EXERCISE:
Pull out every line of the listing that contains the word "white", matching case exactly.

Dataset entries
-- start --

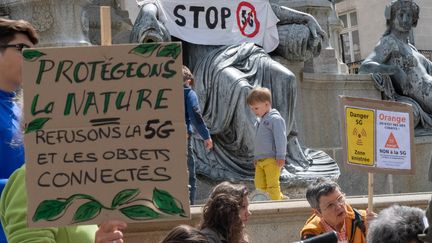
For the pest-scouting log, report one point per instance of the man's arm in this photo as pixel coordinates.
(197, 120)
(280, 138)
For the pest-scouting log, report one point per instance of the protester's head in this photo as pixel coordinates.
(327, 201)
(259, 100)
(185, 234)
(14, 35)
(227, 210)
(397, 224)
(402, 15)
(10, 28)
(427, 235)
(188, 78)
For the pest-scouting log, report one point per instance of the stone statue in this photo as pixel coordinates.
(223, 77)
(399, 70)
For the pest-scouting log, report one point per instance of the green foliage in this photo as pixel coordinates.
(32, 55)
(124, 196)
(50, 210)
(166, 203)
(125, 201)
(145, 50)
(139, 212)
(171, 50)
(87, 211)
(36, 124)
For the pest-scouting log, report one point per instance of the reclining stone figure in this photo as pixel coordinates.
(400, 71)
(223, 77)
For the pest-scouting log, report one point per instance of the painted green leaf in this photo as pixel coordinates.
(87, 211)
(50, 210)
(145, 50)
(36, 124)
(139, 212)
(166, 203)
(171, 50)
(124, 197)
(32, 55)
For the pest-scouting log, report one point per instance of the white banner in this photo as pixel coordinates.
(221, 22)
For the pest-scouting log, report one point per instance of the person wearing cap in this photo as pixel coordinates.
(332, 212)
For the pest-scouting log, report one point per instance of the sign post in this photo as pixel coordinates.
(378, 136)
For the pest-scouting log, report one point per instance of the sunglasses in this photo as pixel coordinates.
(18, 46)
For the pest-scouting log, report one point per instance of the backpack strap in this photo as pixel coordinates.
(357, 222)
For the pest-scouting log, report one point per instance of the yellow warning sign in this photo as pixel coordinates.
(360, 135)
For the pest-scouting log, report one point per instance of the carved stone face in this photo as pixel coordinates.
(403, 19)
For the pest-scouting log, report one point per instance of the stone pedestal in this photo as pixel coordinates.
(57, 22)
(327, 61)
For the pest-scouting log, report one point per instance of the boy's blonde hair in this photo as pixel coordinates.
(187, 75)
(259, 95)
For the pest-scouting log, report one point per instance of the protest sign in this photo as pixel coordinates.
(105, 134)
(222, 22)
(378, 136)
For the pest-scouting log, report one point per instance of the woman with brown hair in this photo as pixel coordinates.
(225, 214)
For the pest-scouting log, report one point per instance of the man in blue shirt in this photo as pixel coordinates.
(193, 118)
(14, 36)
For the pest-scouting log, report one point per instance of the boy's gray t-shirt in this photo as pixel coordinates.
(270, 138)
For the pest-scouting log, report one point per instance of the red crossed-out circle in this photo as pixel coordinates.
(252, 12)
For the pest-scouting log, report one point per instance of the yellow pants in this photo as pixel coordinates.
(267, 174)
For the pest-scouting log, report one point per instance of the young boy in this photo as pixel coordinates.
(270, 143)
(193, 117)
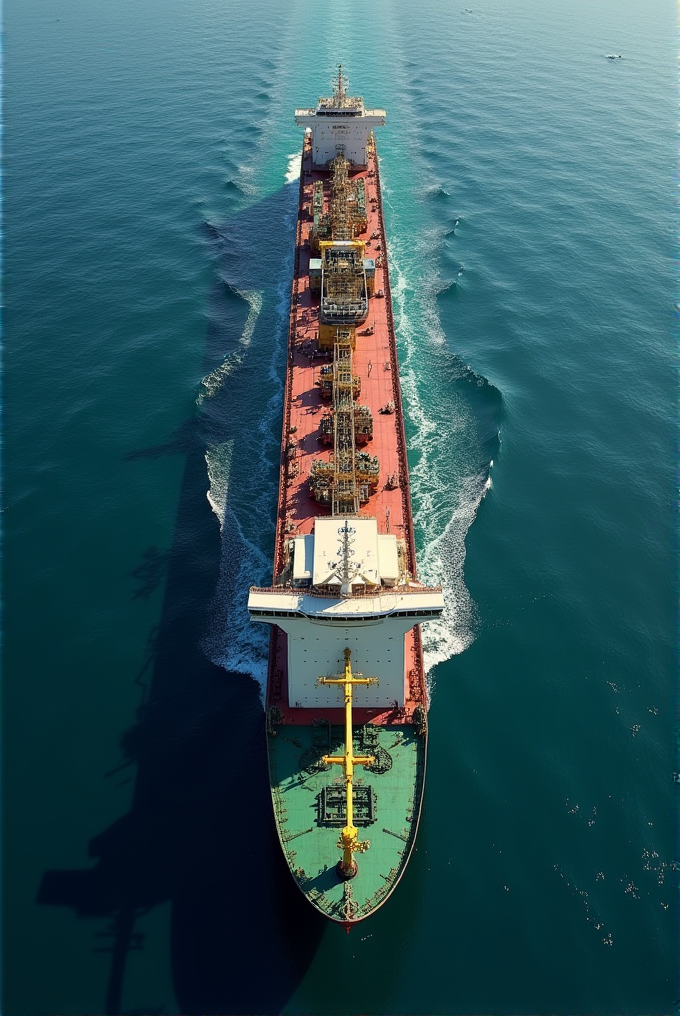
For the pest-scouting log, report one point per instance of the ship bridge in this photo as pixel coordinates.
(346, 585)
(340, 124)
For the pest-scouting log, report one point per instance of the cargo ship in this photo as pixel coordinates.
(347, 697)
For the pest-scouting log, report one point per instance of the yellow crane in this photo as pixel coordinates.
(349, 841)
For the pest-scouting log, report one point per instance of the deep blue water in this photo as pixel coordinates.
(150, 197)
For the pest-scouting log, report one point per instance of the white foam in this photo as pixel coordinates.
(211, 383)
(233, 641)
(445, 498)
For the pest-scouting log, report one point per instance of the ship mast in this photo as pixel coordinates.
(349, 840)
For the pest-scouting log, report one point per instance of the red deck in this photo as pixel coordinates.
(375, 363)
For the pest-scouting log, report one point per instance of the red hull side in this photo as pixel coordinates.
(375, 362)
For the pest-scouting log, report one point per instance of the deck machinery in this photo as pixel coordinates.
(347, 699)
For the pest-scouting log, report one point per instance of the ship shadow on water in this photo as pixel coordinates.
(200, 831)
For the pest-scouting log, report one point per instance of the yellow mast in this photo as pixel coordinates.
(349, 841)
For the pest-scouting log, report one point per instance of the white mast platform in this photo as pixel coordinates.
(340, 124)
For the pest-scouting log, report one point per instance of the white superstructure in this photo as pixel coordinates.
(347, 587)
(340, 123)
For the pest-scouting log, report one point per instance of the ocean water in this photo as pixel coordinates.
(149, 210)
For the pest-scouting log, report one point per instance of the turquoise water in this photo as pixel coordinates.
(150, 201)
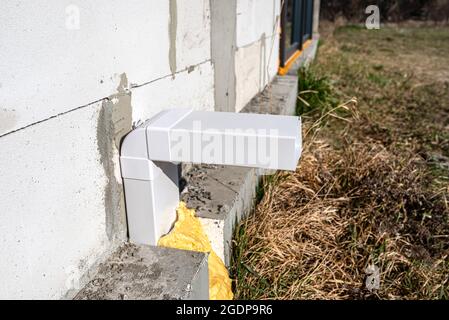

-- end --

EXPECTED OUTPUT:
For the pest-scouting log, report one point per instance of the white banner in this photo as pixel coordinates.
For the pest-scouting log, report one point per instance of the white foam in this photo as pixel coordinates.
For the pest-scouting log, report one point per instance of the white mast platform in this photo as pixel coordinates.
For the pest-scouting log, report one point per instance of the white superstructure in this photo as pixel coordinates.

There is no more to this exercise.